> _TASK OBJECTIVE_: Leave out any picture and return the remaining listing below exactly as given.

::::::

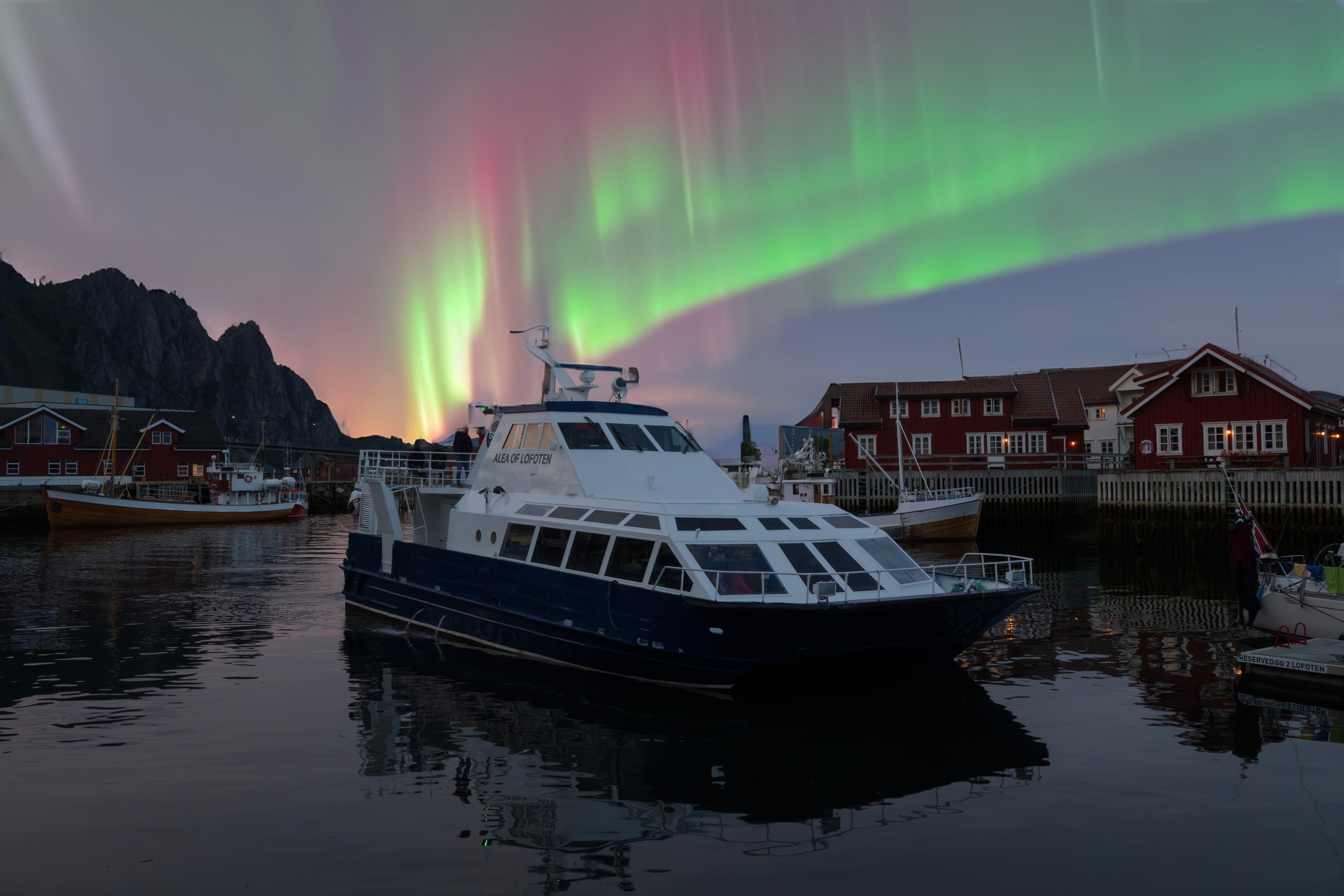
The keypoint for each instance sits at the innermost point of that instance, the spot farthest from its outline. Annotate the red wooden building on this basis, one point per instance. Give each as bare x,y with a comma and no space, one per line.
1222,405
62,447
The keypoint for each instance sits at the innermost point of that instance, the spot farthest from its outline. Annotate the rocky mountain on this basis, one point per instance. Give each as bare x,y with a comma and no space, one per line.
86,334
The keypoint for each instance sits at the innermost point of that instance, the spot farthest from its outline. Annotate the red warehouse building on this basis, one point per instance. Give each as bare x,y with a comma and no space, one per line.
1222,405
62,447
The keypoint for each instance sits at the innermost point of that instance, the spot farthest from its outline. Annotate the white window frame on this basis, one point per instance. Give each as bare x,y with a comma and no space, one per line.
1159,436
1265,442
1208,432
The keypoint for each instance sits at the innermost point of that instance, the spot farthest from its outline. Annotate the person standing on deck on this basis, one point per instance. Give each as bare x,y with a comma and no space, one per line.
463,447
1241,566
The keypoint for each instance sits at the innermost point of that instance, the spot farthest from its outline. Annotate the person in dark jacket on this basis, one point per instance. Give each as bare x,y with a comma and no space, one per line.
463,447
1241,566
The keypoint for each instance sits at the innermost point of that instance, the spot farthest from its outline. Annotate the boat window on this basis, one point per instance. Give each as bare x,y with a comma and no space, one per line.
630,559
518,540
804,561
667,570
550,547
840,561
632,439
846,523
672,439
709,523
588,553
740,567
585,436
607,518
890,556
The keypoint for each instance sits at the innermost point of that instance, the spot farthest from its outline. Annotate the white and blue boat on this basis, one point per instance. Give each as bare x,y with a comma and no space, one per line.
597,534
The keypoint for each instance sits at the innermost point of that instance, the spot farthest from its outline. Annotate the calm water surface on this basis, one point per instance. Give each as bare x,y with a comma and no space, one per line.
195,710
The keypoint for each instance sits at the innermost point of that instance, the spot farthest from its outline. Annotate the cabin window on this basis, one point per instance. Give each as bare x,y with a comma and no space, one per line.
632,439
667,572
588,553
707,523
584,437
518,542
842,561
674,439
607,518
630,559
1272,436
742,569
1213,382
550,547
891,558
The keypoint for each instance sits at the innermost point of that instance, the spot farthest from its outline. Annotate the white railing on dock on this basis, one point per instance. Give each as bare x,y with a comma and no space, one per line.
974,574
1319,488
427,469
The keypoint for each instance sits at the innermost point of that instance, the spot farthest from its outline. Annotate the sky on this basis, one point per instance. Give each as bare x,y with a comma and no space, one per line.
748,201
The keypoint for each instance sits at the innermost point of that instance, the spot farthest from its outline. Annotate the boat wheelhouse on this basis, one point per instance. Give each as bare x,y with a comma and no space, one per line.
600,534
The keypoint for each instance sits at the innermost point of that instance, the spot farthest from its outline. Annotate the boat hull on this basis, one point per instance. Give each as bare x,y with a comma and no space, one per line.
77,511
952,520
640,633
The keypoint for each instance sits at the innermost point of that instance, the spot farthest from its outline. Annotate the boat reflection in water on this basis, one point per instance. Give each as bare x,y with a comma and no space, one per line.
582,778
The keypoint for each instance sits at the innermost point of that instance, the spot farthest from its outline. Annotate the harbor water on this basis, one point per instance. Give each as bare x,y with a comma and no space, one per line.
195,710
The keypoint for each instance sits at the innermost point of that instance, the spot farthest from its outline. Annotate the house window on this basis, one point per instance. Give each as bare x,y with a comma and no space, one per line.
1216,439
1213,382
1272,436
1244,437
1168,440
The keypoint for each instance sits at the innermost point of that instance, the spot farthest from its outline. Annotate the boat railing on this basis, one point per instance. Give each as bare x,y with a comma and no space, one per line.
972,574
428,469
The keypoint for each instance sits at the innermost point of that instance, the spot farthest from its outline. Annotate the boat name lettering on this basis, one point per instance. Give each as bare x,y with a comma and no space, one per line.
523,457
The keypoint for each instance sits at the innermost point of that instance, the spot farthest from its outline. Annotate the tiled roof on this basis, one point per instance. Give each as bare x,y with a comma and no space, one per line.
200,429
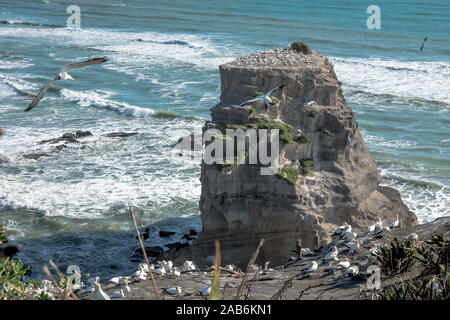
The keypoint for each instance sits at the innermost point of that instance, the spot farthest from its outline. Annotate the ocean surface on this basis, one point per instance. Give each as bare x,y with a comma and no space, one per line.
164,55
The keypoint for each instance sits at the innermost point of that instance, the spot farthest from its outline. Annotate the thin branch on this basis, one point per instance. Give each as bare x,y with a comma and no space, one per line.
247,271
144,252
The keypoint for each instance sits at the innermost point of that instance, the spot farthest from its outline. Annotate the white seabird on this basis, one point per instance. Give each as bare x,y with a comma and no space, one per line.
371,228
332,255
101,295
265,97
341,229
63,75
353,271
374,249
395,223
206,291
345,264
174,290
353,245
411,236
117,294
311,267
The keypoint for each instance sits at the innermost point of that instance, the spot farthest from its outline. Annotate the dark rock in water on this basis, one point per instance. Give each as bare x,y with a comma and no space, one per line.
68,137
145,235
120,134
60,147
164,234
177,245
35,156
187,237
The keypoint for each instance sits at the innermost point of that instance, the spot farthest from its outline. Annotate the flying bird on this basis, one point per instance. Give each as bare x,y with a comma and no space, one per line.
423,44
265,97
63,75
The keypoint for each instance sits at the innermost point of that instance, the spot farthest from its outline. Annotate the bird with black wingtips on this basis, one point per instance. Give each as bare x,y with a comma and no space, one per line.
265,97
63,75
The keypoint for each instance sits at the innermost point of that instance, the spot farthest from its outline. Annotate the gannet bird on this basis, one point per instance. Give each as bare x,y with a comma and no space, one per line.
206,291
345,264
349,235
395,223
188,266
423,44
353,245
353,271
101,295
341,229
310,267
332,255
371,228
117,294
411,236
265,97
117,280
174,290
379,223
63,75
374,249
380,231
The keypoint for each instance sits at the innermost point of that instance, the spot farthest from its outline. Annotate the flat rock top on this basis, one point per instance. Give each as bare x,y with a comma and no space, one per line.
279,58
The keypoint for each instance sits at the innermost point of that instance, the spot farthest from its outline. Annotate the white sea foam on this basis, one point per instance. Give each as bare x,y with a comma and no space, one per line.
98,100
409,79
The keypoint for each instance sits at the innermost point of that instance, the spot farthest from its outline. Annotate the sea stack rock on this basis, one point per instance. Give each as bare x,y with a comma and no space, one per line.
329,176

::::::

> _EXPECTED OUTPUT_:
The keypoint for each instance sits at the innermost point of that instance, the spot farthest from its outline. Annotate the red wooden building on this basis, one point per instance. Give each as bare x,y with a comma and no space, one per line.
1222,405
62,447
The keypoint for each instance sits at the innermost point of that instance, the spot farthest from its outline. Annotate the rocky mountain on this basis, one point per instance. Give each as bare x,y with a comma and no space, one per line.
86,334
The keypoint for each instance sits at the innermost point of that instance, the spot farthest from its outline. Annotate the red warehouse building on this basis, one point per instance. Give each as bare x,y with a comma and no space, one per line.
1222,405
62,447
The keypoint for each instance sits at the innermost point of that instance, the spot farthest from its outline. Annotate the white window frame on this basis, one point per instance. Give each as bare x,y with a comma and no space, one per line.
1159,436
1265,442
1208,432
The keypoint for each instance sits at the innermost point of that instance, the spot farthest from its outline. Annotate the person standing on deck on this basis, one point per instance. Give each as bare x,y with a comma and no space, one per line.
463,447
1241,566
The keypoint for each instance sits at the innermost point of that instance, the spot farthest from its outline. Annotate the person in dark jacket on this basis, one point per instance. Give each as bare x,y with a comma and no space, one per line.
463,447
1241,566
The keypoint for each instance sits at the innermost point of that instance, the spot farthest from its outline. Annotate the boat window on this basis, one point per instance. Give each as bare x,y with a comma and no space, one per line.
630,559
518,540
804,561
667,570
550,547
840,561
632,439
846,523
672,439
709,523
588,553
740,567
585,436
607,518
890,556
The keypoint for each instance sits at the innermost point of that instance, the spot farthest from its outline. Annotate the white and blue boat on this basis, one point per instance. Give each as bare x,y with a comma and no space, one per line.
597,534
The keypoint for each instance sits at the innermost point of that instance, the spot farthest from its outline. Annotate the calm water surface on this basis, one point per instance. Give each as bare x,y with a comma and no space, one per line.
195,710
The keypoint for each instance sits at the innermost point of that instance, the spot farthest from its outline. Annotate the cabin window on this basis, one point per instance. Give each as bare x,y with a comma and no space, one per line.
632,439
667,572
588,553
707,523
584,437
518,542
842,561
674,439
607,518
630,559
1272,436
742,569
1213,382
550,547
891,558
The keypoint for each instance sits at the innermost point of that instance, the spot farthest from its outline. Annotate the white railing on dock on this basis, one point per instance. Give each as bare x,y with a comma and no space, one per line.
974,574
1319,488
427,469
The keypoint for each instance sits at the innermost point of that instance, the spot farthest from its outline. Annotate the sky on this basis, one point per instance. Give each as bare x,y with a comma and no space, one per line.
748,201
The keypoint for each instance sits at the innermost point of that instance, the spot farthest from its outline. Annotate the boat wheelhouse on this basis, one point per instance. Give each as bare x,y with a comma and no space, one per line.
600,534
The keypoint for each instance sits at the innermost point of that instance, the spot farthest from its outline. Annotate the boat hull on this basis, one point per instance. Give each as bare x,y with a comma and no space, one per line.
77,511
952,520
640,633
The keypoint for each instance sits at the innermost point of that instance, the spot farthest from its outline. Annotate the boat reflection in water on this basis, one point per instance. Give each as bare x,y with a comma and no space, one per line.
582,778
The keypoint for each instance sits at the innermost point of that instance, the spot farthest from its outline. Annotate the harbor water on this basis, one point per instance. Give each as bare x,y with a comma and no space, one per line.
195,710
The keypoint for each instance sits at the innermost point of that instance, the spot farthest from its outline. Annotate the house window on this basis, one point per instance. Give each as bare x,y with a comma and no space, one per line.
1216,439
1213,382
1272,436
1244,437
1168,440
The keypoint for each instance sits at the innermost point of that instance, the spot farthest from its outline. Annotate the boat railing on this basis, one point per instance. Give each as bare x,y with a comma and no space, one per line.
972,574
428,469
The keypoint for each instance sits at the innermost point of that instance, the spot farthest from its outline. Annotate the boat name lettering on this basis, one point per instance. Give each as bare x,y with a comma and no space, one per line.
523,457
The keypoint for each instance sits at the innermost point of that instance, the spot farthest from its outline. Annotate the tiled roof on this basis, one point per instance. Give each as bare x,y with a comma and no space, one per line.
200,429
The keypoint for each instance sits at the innermost point of that instance, the spot farthest from its outline. Annotate the ocean surface on this basis, one point per instance. Give each as bare x,y with a comma and no space, one per line.
164,55
The keypoint for each instance sits at the innermost point of that instance, the spot farthest from its outline. Annotate the thin branch on this basis, one point per instance. Give each as bare x,y with a comma and no space, one per line.
247,271
144,252
The keypoint for each instance sits at the innermost point of that instance, the spot farthest from its outline. Annotate the white seabird on this basis, one point per instance. Give each as bare x,y with a comma and no space, one per line.
371,228
332,255
101,295
265,97
341,229
63,75
353,271
374,249
395,223
206,291
345,264
174,290
353,245
411,236
117,294
311,267
The keypoint for each instance sits at the innermost point of that instance, the spot farthest from its outline. Annotate the dark rock in water on this basis, one point per instance. Give each as bare x,y with a comma and no space, one per line.
68,137
145,235
120,134
60,147
164,234
177,245
35,156
187,237
The keypoint for each instance sits at the innermost point of that instance, the spot farthest from its outline. Annotate the flying bird on this basis, one point per instance. Give each as bare x,y with a comma and no space, one per line.
423,44
265,97
63,75
The keypoint for each instance sits at the innermost point of that instance, the spot farthest from its outline. Annotate the bird with black wingtips on this basis, one point per instance. Give each as bare x,y with a comma and no space, one per line.
265,97
63,75
The keypoint for each instance sits at the innermost point of that instance, the spot farthest from its outline. Annotate the gannet bird on this basis, one point per instance. Give each as bare x,y with a comma and no space, one per line.
206,291
345,264
349,235
395,223
188,266
423,44
353,245
353,271
101,295
341,229
310,267
332,255
371,228
117,294
411,236
265,97
117,280
174,290
379,223
63,75
374,249
380,231
The keypoint for each instance sits at the innermost point of that instance, the spot farthest from its outline. Annotate the flat rock top on this basis, one point per instance. Give each as bare x,y with a comma and no space, one per line.
279,58
The keypoint for each instance sits at the innermost point of that instance, the spot farthest from its outline. Annotate the white sea foam on this basis, one point per instance. Give each as bare x,y with a comma and no space, one per line.
98,100
409,79
The keypoint for each instance sits at the innermost point of that instance, the spot farthest from its outline. Annotate the sea stack rock on this basis, one point per instance. Give each as bare x,y with a comma and no space, one per line.
329,176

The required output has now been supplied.